WHAT THIS EXERCISE ASKS –
1/ Reproduce everything in the Trousseau Gris passage from "In addition to" down to "and fortified wines.".
2/ Answer these about the Trousseau Gris passage:
(a) Besides dessert wines and sparkling wines, what other kind of wine has the grape been used in?
(b) Which part of California's coastal area does the passage especially name for growing it?
(c) Around what Brix level is it usually harvested?

TEXT PASSAGE –
####

In addition to making an aromatic still wine of its own, it has often been blended with Chardonnay, Viognier, White Zinfandel, and even some red wines. It has also been used in dessert wines, sparkling wines and fortified wines.

==Vine and viticulture==
As a mutant of a port grape, Trousseau Gris can thrive in hot, dry conditions, producing much sweet fruit (as does any grape in hotter than optimal conditions). The best wines are made when it is grown in much cooler conditions, but only in the coolest parts of the coastal area of California especially the Russian River Valley or in the mountains of the Jura. It is a very meaty grape that doesn't like to release its juice and historically winemakers mistreated this grape with disastrous consequences but grown and handled properly, usually harvested around 23.5 brix, and gently pressed, Trousseau Gris has a crisp, clean, aromatic - flowery bouquet with flavors of fresh peaches, honeysuckle, pear, melon, delicate spice and tropical fruit.

####

LISTED ENTRIES –
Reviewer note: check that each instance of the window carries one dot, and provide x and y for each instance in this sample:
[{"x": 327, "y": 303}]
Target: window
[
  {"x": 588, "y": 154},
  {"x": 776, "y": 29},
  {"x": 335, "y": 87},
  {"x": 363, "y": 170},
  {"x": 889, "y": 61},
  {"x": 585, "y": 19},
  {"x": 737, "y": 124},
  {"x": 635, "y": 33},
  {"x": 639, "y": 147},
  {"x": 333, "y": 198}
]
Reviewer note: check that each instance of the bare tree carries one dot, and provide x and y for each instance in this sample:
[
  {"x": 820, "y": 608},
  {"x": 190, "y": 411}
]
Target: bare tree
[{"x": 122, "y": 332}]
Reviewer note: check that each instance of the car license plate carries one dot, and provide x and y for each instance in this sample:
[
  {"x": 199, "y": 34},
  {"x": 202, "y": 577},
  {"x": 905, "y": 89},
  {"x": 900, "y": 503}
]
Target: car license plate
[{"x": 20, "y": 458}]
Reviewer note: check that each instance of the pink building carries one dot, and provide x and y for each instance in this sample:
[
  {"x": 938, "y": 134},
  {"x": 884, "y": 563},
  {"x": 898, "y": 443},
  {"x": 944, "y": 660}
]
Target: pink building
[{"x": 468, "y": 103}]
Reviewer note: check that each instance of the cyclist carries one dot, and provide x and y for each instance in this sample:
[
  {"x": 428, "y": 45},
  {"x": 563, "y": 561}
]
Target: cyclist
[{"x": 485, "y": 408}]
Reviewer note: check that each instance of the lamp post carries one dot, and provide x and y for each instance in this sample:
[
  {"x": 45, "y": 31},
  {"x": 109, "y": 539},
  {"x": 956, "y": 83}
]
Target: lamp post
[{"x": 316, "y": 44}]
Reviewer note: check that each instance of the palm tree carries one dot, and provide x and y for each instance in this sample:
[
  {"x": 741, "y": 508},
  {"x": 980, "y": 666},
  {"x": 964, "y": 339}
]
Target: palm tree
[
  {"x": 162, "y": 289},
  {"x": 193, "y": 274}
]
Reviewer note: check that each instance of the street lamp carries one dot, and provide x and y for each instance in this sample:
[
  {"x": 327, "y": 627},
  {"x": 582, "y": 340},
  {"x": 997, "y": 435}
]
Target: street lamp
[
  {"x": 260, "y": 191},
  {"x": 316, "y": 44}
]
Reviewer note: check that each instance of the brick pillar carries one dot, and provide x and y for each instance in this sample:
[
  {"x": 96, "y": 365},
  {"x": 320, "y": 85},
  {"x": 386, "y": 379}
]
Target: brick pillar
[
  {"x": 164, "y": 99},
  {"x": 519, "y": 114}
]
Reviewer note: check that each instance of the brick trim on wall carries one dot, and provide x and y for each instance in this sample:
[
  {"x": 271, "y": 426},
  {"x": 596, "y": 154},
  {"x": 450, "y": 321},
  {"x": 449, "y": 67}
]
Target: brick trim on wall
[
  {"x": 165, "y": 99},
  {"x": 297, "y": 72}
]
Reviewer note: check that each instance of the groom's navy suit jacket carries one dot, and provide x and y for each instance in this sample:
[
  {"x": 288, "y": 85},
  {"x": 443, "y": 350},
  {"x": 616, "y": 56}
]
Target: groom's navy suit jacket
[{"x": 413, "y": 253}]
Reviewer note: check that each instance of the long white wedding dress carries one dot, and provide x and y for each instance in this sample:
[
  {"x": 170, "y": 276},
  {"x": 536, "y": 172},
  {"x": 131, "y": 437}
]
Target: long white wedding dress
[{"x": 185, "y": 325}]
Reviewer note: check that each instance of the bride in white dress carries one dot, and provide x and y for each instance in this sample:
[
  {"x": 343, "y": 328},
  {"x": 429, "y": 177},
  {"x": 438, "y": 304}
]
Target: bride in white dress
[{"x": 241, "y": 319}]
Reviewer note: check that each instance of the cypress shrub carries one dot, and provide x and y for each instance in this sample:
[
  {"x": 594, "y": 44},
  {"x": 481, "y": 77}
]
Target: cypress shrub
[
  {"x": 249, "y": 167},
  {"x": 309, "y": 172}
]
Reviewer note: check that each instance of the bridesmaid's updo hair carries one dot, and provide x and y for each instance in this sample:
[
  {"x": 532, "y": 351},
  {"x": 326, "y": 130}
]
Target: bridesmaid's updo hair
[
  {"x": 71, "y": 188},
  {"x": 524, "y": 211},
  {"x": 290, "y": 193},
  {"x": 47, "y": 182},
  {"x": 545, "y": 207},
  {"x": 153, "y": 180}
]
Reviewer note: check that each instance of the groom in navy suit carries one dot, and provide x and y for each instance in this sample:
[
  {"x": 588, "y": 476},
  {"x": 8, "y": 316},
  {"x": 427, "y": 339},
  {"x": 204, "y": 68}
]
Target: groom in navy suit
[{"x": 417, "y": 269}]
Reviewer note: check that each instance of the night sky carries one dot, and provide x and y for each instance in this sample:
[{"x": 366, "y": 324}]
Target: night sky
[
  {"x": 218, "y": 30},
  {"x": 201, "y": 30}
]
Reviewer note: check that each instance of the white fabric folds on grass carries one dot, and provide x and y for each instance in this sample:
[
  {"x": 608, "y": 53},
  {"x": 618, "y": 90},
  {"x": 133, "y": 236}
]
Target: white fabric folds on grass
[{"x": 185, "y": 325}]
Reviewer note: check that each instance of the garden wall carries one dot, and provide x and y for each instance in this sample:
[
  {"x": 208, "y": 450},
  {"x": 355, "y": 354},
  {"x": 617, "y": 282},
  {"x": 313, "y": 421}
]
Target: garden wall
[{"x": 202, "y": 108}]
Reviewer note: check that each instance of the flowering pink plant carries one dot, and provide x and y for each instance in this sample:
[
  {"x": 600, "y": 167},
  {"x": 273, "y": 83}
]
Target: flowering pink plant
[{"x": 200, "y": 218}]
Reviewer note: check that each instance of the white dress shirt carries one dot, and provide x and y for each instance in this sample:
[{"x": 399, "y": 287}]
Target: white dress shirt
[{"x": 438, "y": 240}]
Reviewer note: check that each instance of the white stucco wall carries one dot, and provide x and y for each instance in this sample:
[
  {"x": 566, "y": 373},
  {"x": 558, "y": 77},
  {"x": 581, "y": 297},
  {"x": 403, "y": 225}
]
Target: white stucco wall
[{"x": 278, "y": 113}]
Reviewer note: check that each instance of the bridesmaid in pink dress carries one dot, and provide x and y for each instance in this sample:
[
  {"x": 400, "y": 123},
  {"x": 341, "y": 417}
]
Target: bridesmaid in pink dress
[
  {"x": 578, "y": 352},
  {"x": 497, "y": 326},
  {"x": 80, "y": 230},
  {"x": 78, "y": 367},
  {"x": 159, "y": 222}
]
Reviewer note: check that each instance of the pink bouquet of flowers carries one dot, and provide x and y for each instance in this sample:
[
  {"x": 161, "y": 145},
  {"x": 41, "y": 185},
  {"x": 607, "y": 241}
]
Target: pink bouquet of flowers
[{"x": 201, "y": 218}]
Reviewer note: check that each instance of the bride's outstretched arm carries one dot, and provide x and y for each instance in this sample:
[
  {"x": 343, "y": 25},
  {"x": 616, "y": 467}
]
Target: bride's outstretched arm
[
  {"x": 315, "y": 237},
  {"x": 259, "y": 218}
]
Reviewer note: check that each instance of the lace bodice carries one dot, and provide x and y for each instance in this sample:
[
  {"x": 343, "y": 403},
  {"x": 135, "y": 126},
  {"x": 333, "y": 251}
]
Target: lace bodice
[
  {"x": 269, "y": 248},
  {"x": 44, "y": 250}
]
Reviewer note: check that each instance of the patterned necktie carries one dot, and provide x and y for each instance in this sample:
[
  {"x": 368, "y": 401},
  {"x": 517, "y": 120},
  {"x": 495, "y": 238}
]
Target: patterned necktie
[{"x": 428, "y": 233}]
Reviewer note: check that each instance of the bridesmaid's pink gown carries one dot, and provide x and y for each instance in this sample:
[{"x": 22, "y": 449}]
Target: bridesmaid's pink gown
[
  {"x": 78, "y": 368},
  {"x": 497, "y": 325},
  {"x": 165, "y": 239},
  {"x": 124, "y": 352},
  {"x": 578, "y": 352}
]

####

THE ANSWERS –
1/
In addition to making an aromatic still wine of its own, it has often been blended with Chardonnay, Viognier, White Zinfandel, and even some red wines. It has also been used in dessert wines, sparkling wines and fortified wines.

2/
(a) Fortified wines
(b) The Russian River Valley
(c) Around 23.5 Brix